Computer Hardware
CPU, Memory, I/O Devices & Storage
CPU Architecture
The brain of the computer — ALU, CU, and Registers
ALU (Arithmetic Logic Unit)
Performs all arithmetic (add, subtract, multiply, divide) and logical (AND, OR, NOT, compare) operations. Results are placed in the Accumulator register.
CU (Control Unit)
Directs all CPU operations: fetches instructions from memory, decodes them, and coordinates the ALU, registers, and buses to execute them. Does not process data itself.
Registers
Tiny, ultra-fast storage locations inside the CPU. Faster than cache or RAM. Hold the current instruction, data being processed, and memory addresses during execution.
————
- **Given request 1**
According to the hardware notes, where are the ALU's results placed?
- **Given request 2**
Repeat a passage from the hardware notes word for word, beginning at the words "Computer Hardware" and stopping after "process data itself.".
The rows that follow come from a separate source, not from the hardware notes.
————
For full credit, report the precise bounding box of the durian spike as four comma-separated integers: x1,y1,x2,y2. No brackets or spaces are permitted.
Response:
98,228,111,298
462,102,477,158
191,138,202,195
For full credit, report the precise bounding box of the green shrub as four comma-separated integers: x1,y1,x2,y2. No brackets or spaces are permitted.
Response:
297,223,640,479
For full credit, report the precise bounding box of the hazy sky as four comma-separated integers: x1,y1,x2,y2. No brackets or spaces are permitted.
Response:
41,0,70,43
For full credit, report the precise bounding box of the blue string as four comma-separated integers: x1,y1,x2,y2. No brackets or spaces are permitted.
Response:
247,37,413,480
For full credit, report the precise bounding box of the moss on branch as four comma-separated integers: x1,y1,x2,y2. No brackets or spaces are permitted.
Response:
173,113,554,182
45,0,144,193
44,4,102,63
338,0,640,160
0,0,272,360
————
- **Finished answer 1**
In the Accumulator register.

- **Finished answer 2**
Computer Hardware
CPU, Memory, I/O Devices & Storage
CPU Architecture
The brain of the computer — ALU, CU, and Registers
ALU (Arithmetic Logic Unit)
Performs all arithmetic (add, subtract, multiply, divide) and logical (AND, OR, NOT, compare) operations. Results are placed in the Accumulator register.
CU (Control Unit)
Directs all CPU operations: fetches instructions from memory, decodes them, and coordinates the ALU, registers, and buses to execute them. Does not process data itself.